→ **YOUR GOAL**
Ignore the pictures in the data below and set down exactly the lines from its first line through the line containing "find the napkin holder".

BEGIN RECORDS FOR THIS EXERCISE

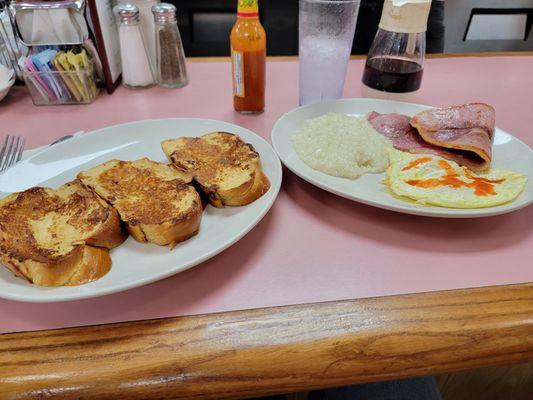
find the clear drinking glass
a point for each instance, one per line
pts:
(326, 31)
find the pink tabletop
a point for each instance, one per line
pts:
(312, 246)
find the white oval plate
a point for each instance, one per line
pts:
(508, 153)
(136, 264)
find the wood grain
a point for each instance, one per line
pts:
(491, 383)
(272, 350)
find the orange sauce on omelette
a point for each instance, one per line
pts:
(416, 163)
(481, 186)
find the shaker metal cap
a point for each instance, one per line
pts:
(164, 12)
(126, 12)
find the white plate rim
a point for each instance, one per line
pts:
(433, 212)
(275, 186)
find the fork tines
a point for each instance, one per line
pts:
(11, 151)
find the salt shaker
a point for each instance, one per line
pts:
(394, 65)
(171, 71)
(136, 68)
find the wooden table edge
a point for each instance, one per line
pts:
(363, 56)
(273, 350)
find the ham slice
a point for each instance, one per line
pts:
(404, 137)
(462, 134)
(468, 128)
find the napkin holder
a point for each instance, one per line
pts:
(59, 22)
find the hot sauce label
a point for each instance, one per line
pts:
(237, 66)
(247, 8)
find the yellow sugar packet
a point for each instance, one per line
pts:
(67, 66)
(81, 64)
(67, 79)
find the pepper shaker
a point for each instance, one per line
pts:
(171, 69)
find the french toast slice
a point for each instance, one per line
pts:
(155, 200)
(227, 169)
(58, 237)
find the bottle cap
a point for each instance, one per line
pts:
(126, 13)
(164, 12)
(405, 16)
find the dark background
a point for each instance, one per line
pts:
(205, 26)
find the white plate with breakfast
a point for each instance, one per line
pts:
(449, 162)
(127, 205)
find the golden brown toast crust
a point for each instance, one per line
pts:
(227, 169)
(153, 199)
(47, 236)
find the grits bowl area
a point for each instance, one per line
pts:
(450, 161)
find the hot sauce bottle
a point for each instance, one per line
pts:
(248, 52)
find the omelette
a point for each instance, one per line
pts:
(430, 179)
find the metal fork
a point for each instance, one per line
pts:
(11, 152)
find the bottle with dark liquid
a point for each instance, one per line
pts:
(394, 65)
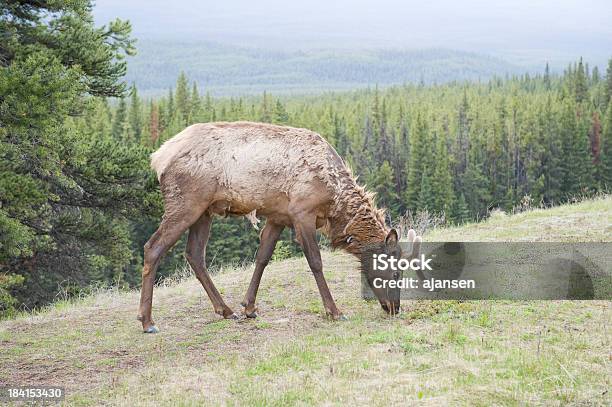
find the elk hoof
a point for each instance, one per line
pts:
(151, 330)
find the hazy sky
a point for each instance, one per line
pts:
(517, 29)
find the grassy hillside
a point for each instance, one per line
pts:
(435, 353)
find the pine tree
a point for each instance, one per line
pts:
(604, 168)
(119, 120)
(547, 83)
(67, 192)
(460, 212)
(135, 114)
(381, 182)
(154, 125)
(608, 88)
(442, 178)
(195, 112)
(581, 83)
(183, 106)
(280, 113)
(416, 163)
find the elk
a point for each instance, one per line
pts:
(290, 176)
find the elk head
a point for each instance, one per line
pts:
(379, 278)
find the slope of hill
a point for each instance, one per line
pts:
(434, 353)
(229, 70)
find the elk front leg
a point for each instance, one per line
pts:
(196, 257)
(169, 231)
(268, 238)
(305, 227)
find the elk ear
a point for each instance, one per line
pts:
(392, 239)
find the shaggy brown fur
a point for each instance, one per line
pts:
(290, 176)
(250, 160)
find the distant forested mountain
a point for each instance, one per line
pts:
(228, 70)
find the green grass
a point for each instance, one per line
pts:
(434, 353)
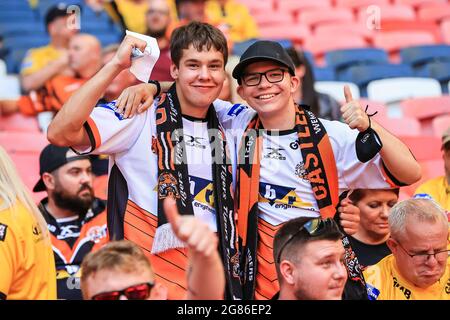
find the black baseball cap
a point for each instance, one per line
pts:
(54, 12)
(260, 51)
(53, 157)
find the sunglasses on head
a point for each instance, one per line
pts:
(314, 227)
(137, 292)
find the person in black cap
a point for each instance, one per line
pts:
(305, 162)
(75, 218)
(41, 64)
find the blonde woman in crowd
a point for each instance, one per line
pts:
(26, 258)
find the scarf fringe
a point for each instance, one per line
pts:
(165, 239)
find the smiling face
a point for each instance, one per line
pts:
(267, 98)
(199, 79)
(374, 209)
(320, 273)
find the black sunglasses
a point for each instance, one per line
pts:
(137, 292)
(314, 227)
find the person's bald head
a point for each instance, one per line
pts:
(85, 54)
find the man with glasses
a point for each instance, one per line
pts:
(418, 268)
(309, 259)
(120, 270)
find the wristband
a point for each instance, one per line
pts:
(158, 87)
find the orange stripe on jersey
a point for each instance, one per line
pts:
(169, 266)
(329, 164)
(266, 277)
(95, 132)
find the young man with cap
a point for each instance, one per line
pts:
(161, 152)
(43, 63)
(439, 188)
(292, 164)
(299, 164)
(75, 218)
(309, 259)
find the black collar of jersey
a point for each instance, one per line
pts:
(98, 206)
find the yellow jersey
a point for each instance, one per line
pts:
(37, 58)
(26, 259)
(438, 189)
(384, 282)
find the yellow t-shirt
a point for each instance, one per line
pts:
(438, 189)
(26, 260)
(237, 23)
(38, 58)
(384, 282)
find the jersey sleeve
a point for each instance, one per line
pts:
(109, 133)
(352, 173)
(8, 257)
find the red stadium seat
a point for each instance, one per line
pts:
(295, 5)
(410, 26)
(394, 41)
(445, 28)
(355, 4)
(295, 32)
(349, 28)
(418, 3)
(402, 126)
(434, 13)
(389, 12)
(440, 124)
(19, 122)
(315, 17)
(319, 45)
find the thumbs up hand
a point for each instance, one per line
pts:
(197, 234)
(352, 113)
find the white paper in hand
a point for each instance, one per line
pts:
(142, 63)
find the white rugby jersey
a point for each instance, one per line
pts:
(284, 191)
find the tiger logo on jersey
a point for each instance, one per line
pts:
(168, 185)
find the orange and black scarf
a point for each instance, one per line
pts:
(173, 180)
(322, 173)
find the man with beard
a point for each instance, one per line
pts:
(157, 19)
(75, 218)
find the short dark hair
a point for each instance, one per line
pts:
(296, 244)
(199, 35)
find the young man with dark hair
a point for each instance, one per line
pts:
(161, 152)
(309, 259)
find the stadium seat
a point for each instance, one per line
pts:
(294, 32)
(296, 6)
(355, 4)
(388, 12)
(438, 70)
(402, 126)
(319, 45)
(361, 75)
(392, 91)
(440, 124)
(426, 107)
(445, 29)
(336, 89)
(350, 28)
(412, 26)
(18, 122)
(315, 17)
(2, 68)
(419, 55)
(324, 74)
(418, 3)
(9, 87)
(396, 40)
(434, 12)
(341, 59)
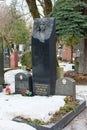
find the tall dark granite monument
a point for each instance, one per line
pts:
(44, 56)
(1, 64)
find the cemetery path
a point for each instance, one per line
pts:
(79, 122)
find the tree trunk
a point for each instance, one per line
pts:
(33, 8)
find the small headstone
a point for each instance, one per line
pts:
(66, 86)
(44, 56)
(23, 81)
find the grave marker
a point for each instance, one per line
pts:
(44, 56)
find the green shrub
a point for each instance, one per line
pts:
(26, 59)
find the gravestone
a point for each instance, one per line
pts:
(44, 56)
(1, 65)
(66, 86)
(23, 80)
(6, 58)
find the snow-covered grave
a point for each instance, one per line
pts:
(35, 107)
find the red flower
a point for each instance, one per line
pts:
(8, 90)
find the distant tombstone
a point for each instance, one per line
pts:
(23, 80)
(65, 86)
(44, 56)
(1, 64)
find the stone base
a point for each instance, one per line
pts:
(61, 123)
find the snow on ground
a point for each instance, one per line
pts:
(36, 107)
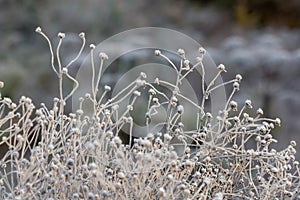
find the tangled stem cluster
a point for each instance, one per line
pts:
(53, 154)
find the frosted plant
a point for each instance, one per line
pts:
(53, 154)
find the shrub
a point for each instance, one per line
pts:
(53, 154)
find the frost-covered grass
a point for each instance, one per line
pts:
(55, 154)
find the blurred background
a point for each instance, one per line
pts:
(259, 39)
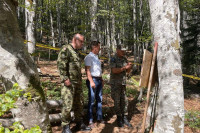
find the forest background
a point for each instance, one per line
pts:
(54, 22)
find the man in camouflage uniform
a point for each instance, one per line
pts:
(119, 67)
(69, 67)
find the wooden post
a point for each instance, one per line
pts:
(149, 86)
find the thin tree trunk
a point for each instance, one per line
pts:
(29, 24)
(113, 40)
(93, 12)
(52, 28)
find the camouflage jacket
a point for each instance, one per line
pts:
(69, 64)
(119, 78)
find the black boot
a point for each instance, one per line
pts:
(126, 122)
(66, 129)
(81, 126)
(119, 121)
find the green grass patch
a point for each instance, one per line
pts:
(192, 119)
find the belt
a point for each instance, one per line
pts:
(96, 77)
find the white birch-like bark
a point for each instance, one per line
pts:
(165, 18)
(113, 40)
(51, 23)
(16, 66)
(58, 6)
(108, 38)
(93, 12)
(30, 25)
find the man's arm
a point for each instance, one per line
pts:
(89, 76)
(118, 70)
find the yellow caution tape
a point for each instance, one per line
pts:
(45, 46)
(103, 58)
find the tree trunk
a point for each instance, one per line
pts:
(113, 40)
(29, 24)
(58, 6)
(93, 12)
(165, 18)
(51, 21)
(16, 66)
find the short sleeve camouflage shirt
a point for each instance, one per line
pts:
(69, 64)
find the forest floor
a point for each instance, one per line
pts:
(49, 73)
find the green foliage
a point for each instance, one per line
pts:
(135, 82)
(52, 90)
(131, 92)
(18, 128)
(192, 119)
(8, 99)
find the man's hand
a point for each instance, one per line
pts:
(128, 66)
(92, 84)
(67, 82)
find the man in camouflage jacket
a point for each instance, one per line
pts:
(69, 67)
(119, 66)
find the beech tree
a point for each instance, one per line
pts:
(165, 23)
(16, 66)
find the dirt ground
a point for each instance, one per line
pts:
(136, 110)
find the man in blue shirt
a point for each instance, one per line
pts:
(94, 82)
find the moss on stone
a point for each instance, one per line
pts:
(35, 88)
(176, 123)
(175, 44)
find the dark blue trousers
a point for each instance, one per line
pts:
(95, 94)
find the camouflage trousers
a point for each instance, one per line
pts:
(118, 94)
(72, 97)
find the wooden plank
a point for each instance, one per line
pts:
(146, 66)
(149, 86)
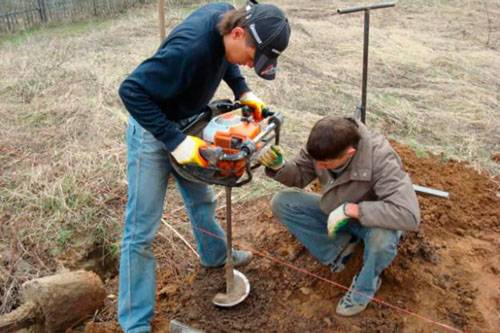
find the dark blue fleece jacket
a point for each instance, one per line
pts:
(181, 78)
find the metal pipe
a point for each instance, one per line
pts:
(360, 8)
(365, 66)
(229, 238)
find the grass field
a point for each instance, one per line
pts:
(433, 85)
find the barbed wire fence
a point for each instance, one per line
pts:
(18, 15)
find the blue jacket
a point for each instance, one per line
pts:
(181, 78)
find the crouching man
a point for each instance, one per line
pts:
(365, 195)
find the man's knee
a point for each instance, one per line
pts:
(281, 202)
(383, 241)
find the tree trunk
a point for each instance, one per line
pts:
(55, 303)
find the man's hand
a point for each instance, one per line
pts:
(255, 103)
(337, 219)
(272, 158)
(188, 151)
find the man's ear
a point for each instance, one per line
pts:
(238, 33)
(351, 151)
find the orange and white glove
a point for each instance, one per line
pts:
(255, 103)
(188, 151)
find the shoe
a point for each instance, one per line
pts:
(347, 307)
(241, 258)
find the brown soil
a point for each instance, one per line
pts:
(447, 272)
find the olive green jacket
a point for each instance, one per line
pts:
(374, 179)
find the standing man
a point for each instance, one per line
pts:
(365, 195)
(175, 84)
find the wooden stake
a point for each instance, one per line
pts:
(161, 18)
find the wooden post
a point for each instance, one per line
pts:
(42, 10)
(161, 18)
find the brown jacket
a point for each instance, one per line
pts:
(374, 179)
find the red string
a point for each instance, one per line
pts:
(377, 300)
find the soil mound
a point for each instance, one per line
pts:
(446, 272)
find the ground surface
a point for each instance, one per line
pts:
(432, 85)
(448, 272)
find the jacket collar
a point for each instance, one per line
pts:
(360, 168)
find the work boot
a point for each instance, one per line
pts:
(347, 307)
(241, 258)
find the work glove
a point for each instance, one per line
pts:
(272, 158)
(337, 220)
(188, 151)
(256, 104)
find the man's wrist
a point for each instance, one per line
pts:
(351, 210)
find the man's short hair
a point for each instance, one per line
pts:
(330, 136)
(232, 19)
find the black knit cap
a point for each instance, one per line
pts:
(270, 30)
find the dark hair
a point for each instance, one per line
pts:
(330, 136)
(232, 19)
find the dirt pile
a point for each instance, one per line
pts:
(446, 272)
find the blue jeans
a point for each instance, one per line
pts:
(148, 171)
(301, 214)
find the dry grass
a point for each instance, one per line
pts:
(433, 84)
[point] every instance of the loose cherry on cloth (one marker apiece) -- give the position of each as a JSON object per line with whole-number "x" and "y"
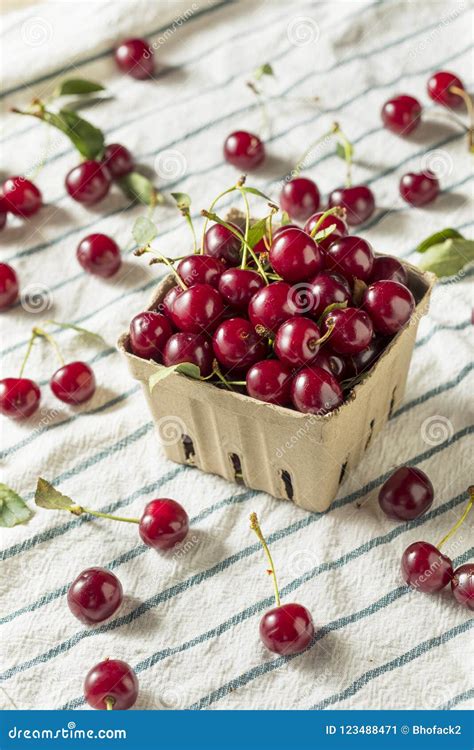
{"x": 287, "y": 628}
{"x": 95, "y": 595}
{"x": 111, "y": 685}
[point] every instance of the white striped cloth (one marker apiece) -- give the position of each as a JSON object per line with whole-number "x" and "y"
{"x": 189, "y": 623}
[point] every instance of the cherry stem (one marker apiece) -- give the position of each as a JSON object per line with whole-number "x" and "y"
{"x": 44, "y": 334}
{"x": 470, "y": 111}
{"x": 255, "y": 526}
{"x": 461, "y": 520}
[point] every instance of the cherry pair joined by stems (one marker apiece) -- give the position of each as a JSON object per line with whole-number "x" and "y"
{"x": 287, "y": 628}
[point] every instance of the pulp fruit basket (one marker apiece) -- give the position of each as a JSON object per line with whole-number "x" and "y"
{"x": 300, "y": 457}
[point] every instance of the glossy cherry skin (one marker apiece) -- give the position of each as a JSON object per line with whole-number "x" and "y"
{"x": 271, "y": 306}
{"x": 462, "y": 585}
{"x": 118, "y": 160}
{"x": 358, "y": 201}
{"x": 99, "y": 255}
{"x": 164, "y": 524}
{"x": 200, "y": 269}
{"x": 197, "y": 309}
{"x": 407, "y": 494}
{"x": 340, "y": 229}
{"x": 189, "y": 347}
{"x": 73, "y": 383}
{"x": 315, "y": 391}
{"x": 297, "y": 342}
{"x": 149, "y": 332}
{"x": 94, "y": 595}
{"x": 287, "y": 629}
{"x": 388, "y": 268}
{"x": 419, "y": 188}
{"x": 389, "y": 304}
{"x": 19, "y": 397}
{"x": 353, "y": 330}
{"x": 402, "y": 114}
{"x": 111, "y": 678}
{"x": 238, "y": 285}
{"x": 439, "y": 89}
{"x": 220, "y": 242}
{"x": 270, "y": 381}
{"x": 88, "y": 183}
{"x": 244, "y": 150}
{"x": 295, "y": 256}
{"x": 136, "y": 58}
{"x": 352, "y": 257}
{"x": 21, "y": 196}
{"x": 425, "y": 568}
{"x": 236, "y": 345}
{"x": 8, "y": 286}
{"x": 300, "y": 198}
{"x": 327, "y": 288}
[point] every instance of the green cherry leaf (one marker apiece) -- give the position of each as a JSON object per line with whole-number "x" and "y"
{"x": 439, "y": 237}
{"x": 78, "y": 86}
{"x": 13, "y": 509}
{"x": 144, "y": 231}
{"x": 184, "y": 368}
{"x": 139, "y": 188}
{"x": 449, "y": 257}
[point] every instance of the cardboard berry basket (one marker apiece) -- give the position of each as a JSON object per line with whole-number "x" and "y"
{"x": 295, "y": 456}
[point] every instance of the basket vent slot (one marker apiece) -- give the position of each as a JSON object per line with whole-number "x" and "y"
{"x": 369, "y": 437}
{"x": 287, "y": 483}
{"x": 237, "y": 467}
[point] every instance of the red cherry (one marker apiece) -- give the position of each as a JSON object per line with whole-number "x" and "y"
{"x": 340, "y": 230}
{"x": 118, "y": 160}
{"x": 164, "y": 524}
{"x": 287, "y": 629}
{"x": 353, "y": 330}
{"x": 388, "y": 268}
{"x": 189, "y": 347}
{"x": 402, "y": 114}
{"x": 200, "y": 269}
{"x": 73, "y": 383}
{"x": 135, "y": 57}
{"x": 149, "y": 332}
{"x": 439, "y": 86}
{"x": 358, "y": 201}
{"x": 297, "y": 342}
{"x": 270, "y": 381}
{"x": 407, "y": 494}
{"x": 326, "y": 289}
{"x": 352, "y": 257}
{"x": 462, "y": 585}
{"x": 19, "y": 397}
{"x": 21, "y": 197}
{"x": 315, "y": 391}
{"x": 295, "y": 256}
{"x": 419, "y": 188}
{"x": 220, "y": 242}
{"x": 271, "y": 306}
{"x": 300, "y": 198}
{"x": 99, "y": 255}
{"x": 236, "y": 345}
{"x": 389, "y": 304}
{"x": 238, "y": 285}
{"x": 88, "y": 183}
{"x": 95, "y": 595}
{"x": 244, "y": 150}
{"x": 425, "y": 568}
{"x": 197, "y": 309}
{"x": 8, "y": 286}
{"x": 114, "y": 680}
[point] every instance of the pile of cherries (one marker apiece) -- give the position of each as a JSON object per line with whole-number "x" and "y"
{"x": 293, "y": 326}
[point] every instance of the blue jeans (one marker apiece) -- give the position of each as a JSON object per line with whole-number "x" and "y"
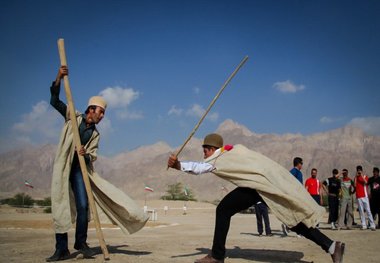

END RECORDS FOR THIS EXERCISE

→ **ANSWER TO THIS EXERCISE**
find the clear drinking glass
a point for each instance, one per line
pts:
(326, 31)
find the pink tabletop
a point for each instance, one per line
pts:
(312, 246)
find the white oval plate
a point for each instance, one per line
pts:
(508, 153)
(136, 264)
find the wood grain
a point for each instance, one per line
pts:
(491, 383)
(272, 350)
find the orange sauce on omelette
a point for each instance, one per line
pts:
(416, 163)
(481, 186)
find the shaker metal cap
a point for each instance, one per line
pts:
(164, 12)
(126, 12)
find the white plate rim
a point for each instance, one per line
pts:
(433, 212)
(275, 186)
find the fork tines
a point for each instance, one per line
pts:
(11, 151)
find the salt shaker
a point for each instance, one per line
pts:
(394, 65)
(171, 71)
(136, 68)
find the wooden table edge
a point for each instance, one per line
pts:
(363, 56)
(273, 350)
find the ham slice
a point for each instance, one per line
pts:
(404, 137)
(462, 134)
(468, 128)
find the napkin holder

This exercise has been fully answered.